## RECORD EXCERPTS:
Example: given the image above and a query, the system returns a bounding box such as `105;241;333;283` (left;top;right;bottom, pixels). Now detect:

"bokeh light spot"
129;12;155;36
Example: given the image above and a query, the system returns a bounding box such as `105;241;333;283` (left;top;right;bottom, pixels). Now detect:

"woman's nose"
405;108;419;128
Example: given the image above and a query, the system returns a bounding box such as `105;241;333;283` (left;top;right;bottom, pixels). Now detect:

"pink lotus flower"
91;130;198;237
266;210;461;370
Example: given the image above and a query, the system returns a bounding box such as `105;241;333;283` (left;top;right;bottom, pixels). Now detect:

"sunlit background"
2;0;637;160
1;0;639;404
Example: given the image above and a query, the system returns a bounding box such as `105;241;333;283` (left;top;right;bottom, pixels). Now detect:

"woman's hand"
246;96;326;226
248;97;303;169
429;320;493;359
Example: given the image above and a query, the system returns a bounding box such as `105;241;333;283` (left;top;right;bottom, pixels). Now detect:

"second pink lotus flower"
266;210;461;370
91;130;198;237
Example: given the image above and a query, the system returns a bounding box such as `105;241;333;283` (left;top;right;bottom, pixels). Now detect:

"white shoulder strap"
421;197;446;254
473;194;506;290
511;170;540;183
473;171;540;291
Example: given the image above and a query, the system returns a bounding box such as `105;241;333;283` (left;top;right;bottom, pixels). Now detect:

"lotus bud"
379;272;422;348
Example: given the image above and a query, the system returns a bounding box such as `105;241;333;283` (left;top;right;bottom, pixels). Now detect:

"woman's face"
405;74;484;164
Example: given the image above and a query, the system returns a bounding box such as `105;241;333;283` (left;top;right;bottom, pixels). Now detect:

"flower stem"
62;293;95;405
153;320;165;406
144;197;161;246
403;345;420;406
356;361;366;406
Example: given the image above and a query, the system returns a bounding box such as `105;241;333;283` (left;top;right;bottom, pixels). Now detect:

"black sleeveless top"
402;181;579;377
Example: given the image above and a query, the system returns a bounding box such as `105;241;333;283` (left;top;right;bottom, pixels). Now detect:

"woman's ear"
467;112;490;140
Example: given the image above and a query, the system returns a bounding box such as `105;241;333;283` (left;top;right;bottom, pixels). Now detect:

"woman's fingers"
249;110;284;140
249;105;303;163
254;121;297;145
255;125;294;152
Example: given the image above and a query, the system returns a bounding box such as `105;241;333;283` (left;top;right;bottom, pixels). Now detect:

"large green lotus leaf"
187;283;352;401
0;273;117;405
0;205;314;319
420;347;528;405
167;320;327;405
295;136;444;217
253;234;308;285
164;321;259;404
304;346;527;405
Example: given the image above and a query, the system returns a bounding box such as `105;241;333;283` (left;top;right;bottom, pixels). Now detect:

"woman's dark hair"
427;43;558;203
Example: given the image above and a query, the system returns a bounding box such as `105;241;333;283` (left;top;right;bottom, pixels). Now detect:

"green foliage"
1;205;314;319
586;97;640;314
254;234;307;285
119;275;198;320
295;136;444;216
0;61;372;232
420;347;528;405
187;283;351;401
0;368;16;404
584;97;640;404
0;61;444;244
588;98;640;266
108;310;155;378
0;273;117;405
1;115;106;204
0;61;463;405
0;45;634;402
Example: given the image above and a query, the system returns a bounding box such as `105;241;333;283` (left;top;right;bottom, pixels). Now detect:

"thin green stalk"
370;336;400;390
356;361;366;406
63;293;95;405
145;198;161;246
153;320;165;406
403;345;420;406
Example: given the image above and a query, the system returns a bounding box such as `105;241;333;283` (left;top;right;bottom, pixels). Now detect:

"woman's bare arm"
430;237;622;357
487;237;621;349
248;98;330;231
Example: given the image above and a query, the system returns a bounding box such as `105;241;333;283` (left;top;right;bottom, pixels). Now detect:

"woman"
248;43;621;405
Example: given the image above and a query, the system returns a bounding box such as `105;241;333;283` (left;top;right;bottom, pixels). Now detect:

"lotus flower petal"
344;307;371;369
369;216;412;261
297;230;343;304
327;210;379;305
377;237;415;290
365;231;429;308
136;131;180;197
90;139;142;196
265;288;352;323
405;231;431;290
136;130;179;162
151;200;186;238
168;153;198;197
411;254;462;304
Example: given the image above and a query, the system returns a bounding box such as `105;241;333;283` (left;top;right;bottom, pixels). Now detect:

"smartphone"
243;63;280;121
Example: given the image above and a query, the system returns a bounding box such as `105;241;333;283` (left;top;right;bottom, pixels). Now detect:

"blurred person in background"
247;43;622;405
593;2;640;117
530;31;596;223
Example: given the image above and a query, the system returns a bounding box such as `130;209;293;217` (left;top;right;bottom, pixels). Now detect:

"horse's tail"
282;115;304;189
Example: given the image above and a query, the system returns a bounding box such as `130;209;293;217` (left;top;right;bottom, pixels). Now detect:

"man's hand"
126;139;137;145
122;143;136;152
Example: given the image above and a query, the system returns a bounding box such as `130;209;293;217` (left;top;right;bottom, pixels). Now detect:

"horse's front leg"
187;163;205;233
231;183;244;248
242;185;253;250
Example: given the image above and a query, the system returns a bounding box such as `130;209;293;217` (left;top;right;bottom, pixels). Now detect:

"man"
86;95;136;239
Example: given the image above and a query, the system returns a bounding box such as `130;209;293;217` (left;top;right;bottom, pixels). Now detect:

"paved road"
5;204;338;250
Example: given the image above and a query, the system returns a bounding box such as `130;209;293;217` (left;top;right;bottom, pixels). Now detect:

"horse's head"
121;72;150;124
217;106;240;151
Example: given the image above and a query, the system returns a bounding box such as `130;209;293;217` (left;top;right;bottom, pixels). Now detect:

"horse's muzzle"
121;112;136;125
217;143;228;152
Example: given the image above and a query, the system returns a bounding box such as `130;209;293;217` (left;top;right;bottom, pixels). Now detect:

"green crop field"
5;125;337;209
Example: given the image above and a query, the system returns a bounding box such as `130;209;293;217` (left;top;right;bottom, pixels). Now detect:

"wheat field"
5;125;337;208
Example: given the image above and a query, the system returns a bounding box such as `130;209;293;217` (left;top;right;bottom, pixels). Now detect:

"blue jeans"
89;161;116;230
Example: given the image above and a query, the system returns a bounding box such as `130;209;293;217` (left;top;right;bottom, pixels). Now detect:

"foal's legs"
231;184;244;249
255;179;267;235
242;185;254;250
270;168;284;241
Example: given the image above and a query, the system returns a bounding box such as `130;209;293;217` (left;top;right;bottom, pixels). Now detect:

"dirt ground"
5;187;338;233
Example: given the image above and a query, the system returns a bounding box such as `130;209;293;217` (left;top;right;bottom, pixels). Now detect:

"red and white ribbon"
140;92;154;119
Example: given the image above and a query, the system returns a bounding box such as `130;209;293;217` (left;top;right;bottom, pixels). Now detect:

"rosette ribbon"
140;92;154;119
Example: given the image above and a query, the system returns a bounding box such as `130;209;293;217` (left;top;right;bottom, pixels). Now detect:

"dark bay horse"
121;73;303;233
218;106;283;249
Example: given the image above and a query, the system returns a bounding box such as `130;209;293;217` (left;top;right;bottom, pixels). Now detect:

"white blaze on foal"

## WORK TASK:
Word for word, repeat every line of the data.

## EXERCISE RESULT:
Example: given the image above and a query, the system returns a bounding box such as `105;241;333;283` (left;top;right;bottom, pixels). Now detect:

"bokeh light spot"
129;12;155;36
Example: given the image above and a query, the system returns a bounding box such as `105;241;333;283` (left;top;right;bottom, pixels). Now detect:

"woman's nose"
405;108;419;128
Example: given the image above and a query, the system returns a bounding box such as `105;241;333;283` (left;top;right;bottom, pixels). Now detect:

"pink lotus flower"
91;130;198;237
266;210;461;370
Example: given the image above and a query, the system returns a bounding box such as `105;241;333;283` (left;top;right;bottom, pixels). Now detect:

"sunlit background"
2;0;637;160
1;0;639;404
Example: given the image above and a query, the system returns a bounding box such as `105;241;333;283` (left;top;right;bottom, pixels). Now detect:

"woman's hand"
246;96;326;226
248;97;303;169
429;320;493;359
Example: given the image above and a query, the system returns a bounding box such as `105;241;333;283` (left;top;right;bottom, pixels). Now detect:

"second pink lotus flower"
266;210;461;370
91;130;198;237
Example: given the image above and a query, the system returns a bounding box such as `105;241;333;283` (left;top;right;bottom, pixels). Now detect:

"white shoulder strap"
421;197;446;254
473;194;506;290
511;170;540;183
473;171;540;291
Example: given the image above and a query, the system returns a bounding box such as `105;241;333;283` (left;top;right;bottom, pixels). Now detect:

"lotus bud"
379;272;422;348
Example: given the image above and a query, the system returns a bounding box such as `105;241;333;283` (left;top;right;bottom, pixels). Now detect:

"woman's face"
405;74;484;164
Example: given the image above and a query, the system returns a bounding box such as `105;241;333;283` (left;top;right;bottom, pixels). Now detect:

"flower stem"
62;293;95;405
153;320;165;406
144;197;161;246
403;345;420;406
356;361;366;406
Example: given the image above and a query, the system returns a bounding box such as `105;241;333;283` (left;top;right;bottom, pixels). Now detect:

"black sleeveless top"
402;181;579;377
Example: given the image above and a query, the system returns a bounding box such as `105;241;333;283` (left;top;right;bottom, pixels). Now detect:

"woman's ear"
467;112;490;140
Example: given the image above and a query, the system returns a bounding box such as `105;241;333;283` (left;top;right;bottom, pixels). Now detect:

"woman's fingers"
249;110;284;140
249;105;303;163
254;121;297;145
255;125;294;152
Example: given the image above and a query, the system returns a bounding box such as `105;241;333;283` (left;top;right;bottom, pixels). Now detect:

"large green lotus leaf"
187;283;352;401
0;273;117;405
0;205;314;319
420;347;528;405
167;320;327;405
295;136;444;217
253;234;308;285
164;321;259;404
304;346;527;405
Example: given the image above and a query, the system returns a bounding box such as `105;241;333;283` (left;top;right;bottom, pixels). Now detect:

"woman's dark hair"
427;43;558;203
Example: given the image above and a query, the system returns a bounding box such as `105;241;333;283` (left;top;right;bottom, pixels). Now detect:

"green foliage"
1;205;314;319
586;97;640;314
254;234;307;285
119;275;198;320
295;136;444;216
0;61;372;232
420;347;528;405
187;283;351;401
0;368;16;404
584;97;640;404
0;61;444;244
588;98;640;266
108;310;155;378
0;273;117;405
1;115;106;204
0;61;463;405
0;45;634;402
Example: given the image above and a query, the system returns a bounding box such as `105;241;333;283` (left;top;right;bottom, pixels). Now detect:

"thin green stalk"
370;336;400;390
356;361;366;406
63;293;95;405
145;198;161;246
153;320;165;406
403;345;420;406
Example: given the image above and a query, the system returns a bounding box such as `105;241;333;283` (left;top;right;bottom, pixels). Now detect:

"woman's bare arm"
430;237;622;357
487;237;621;349
248;98;330;231
Example: given the image above and a query, the system returns a bounding box such as `105;241;333;283` (left;top;right;bottom, pixels). Now detect:

"woman"
248;43;621;405
Example: given the image above and a query, the system returns a bounding box such as `105;241;333;283` (left;top;right;bottom, pixels). Now detect:

"lotus flower petal"
344;307;371;369
369;216;412;261
297;230;343;304
327;210;379;305
377;237;415;290
365;231;429;308
136;131;180;197
90;139;142;196
265;288;352;323
405;231;431;290
136;130;179;162
151;200;186;238
168;153;198;197
411;254;462;304
Example: given the image above and a query, the system returns a bounding box such as `105;241;333;283` (left;top;right;bottom, pixels). Now detect:

"smartphone"
243;63;280;121
Example: given the image above and a query, the system returns a bounding box such as `105;241;333;283` (left;top;right;bottom, pixels). Now detect:

"blurred person in background"
247;43;622;405
593;2;640;117
530;31;596;223
Example: given the image above and a query, the system returns a bounding box such as `130;209;293;217` (left;top;right;bottom, pixels). Now detect:

"horse's tail"
282;115;304;189
Example: given the image above and a query, the system returns a bounding box such as `130;209;293;217` (left;top;right;bottom, pixels). Now detect:

"man's hand"
126;139;137;145
122;143;136;152
Example: given the image above and a query, the system returns a bounding box such as `130;209;293;217` (left;top;right;bottom, pixels). Now detect:

"horse's front leg"
187;163;205;233
231;183;244;248
242;185;253;250
Example: given the image above and a query, the system returns a bounding box such as `130;209;293;217` (left;top;right;bottom, pixels). Now detect:

"man"
86;95;136;239
Example: given the image above and a query, the system returns a bounding box such as `130;209;293;217` (left;top;right;bottom, pixels). Now detect:

"paved road"
5;204;338;250
Example: given the image above and a query, the system returns a bounding box such as `130;209;293;217` (left;top;right;bottom, pixels). Now detect:

"horse's head"
121;72;150;124
217;106;240;151
Example: given the image above and a query, the system returns a bounding box such as `130;209;293;217` (left;top;right;bottom, pixels). Now detect:

"horse's muzzle"
121;112;136;125
217;143;228;152
Example: given the image above and a query, the system returns a bounding box such as `130;209;293;217` (left;top;right;bottom, pixels). Now detect:

"green crop field"
5;125;337;209
Example: given the image above and a query, the system returns a bounding box such as `130;209;293;217` (left;top;right;bottom, pixels). Now detect:

"wheat field"
5;125;337;208
Example: given the image above and a query, the system returns a bounding box such as `130;209;293;217` (left;top;right;bottom, pixels). Now detect:

"blue jeans"
89;161;116;230
Example: given the image above and a query, the system returns a bounding box such as `130;209;293;217` (left;top;right;bottom, pixels). Now detect:

"foal's legs"
231;184;244;249
255;179;267;235
242;185;254;250
270;168;284;241
Example: given the image above and a query, the system returns a bounding box such as `130;209;293;217` (left;top;right;bottom, pixels). Now detect:

"dirt ground"
5;187;338;233
Example: given the image above and a query, the system returns a bounding box such as `130;209;293;217` (left;top;right;bottom, pixels). Now detect:

"red and white ribbon"
140;92;154;119
Example: given the image above and a query, the system returns a bounding box such as `130;209;293;217` (left;top;right;bottom, pixels). Now detect:

"rosette ribbon"
140;92;154;119
Example: given the image above and a query, the system returns a bounding box such as `130;209;293;217` (left;top;right;bottom, pixels). Now detect:

"dark bay horse"
121;73;303;233
218;106;283;249
Example: given the image above and a query, the system returns a bounding box such as `130;209;293;217` (left;top;right;bottom, pixels). Now detect:

"white blaze on foal"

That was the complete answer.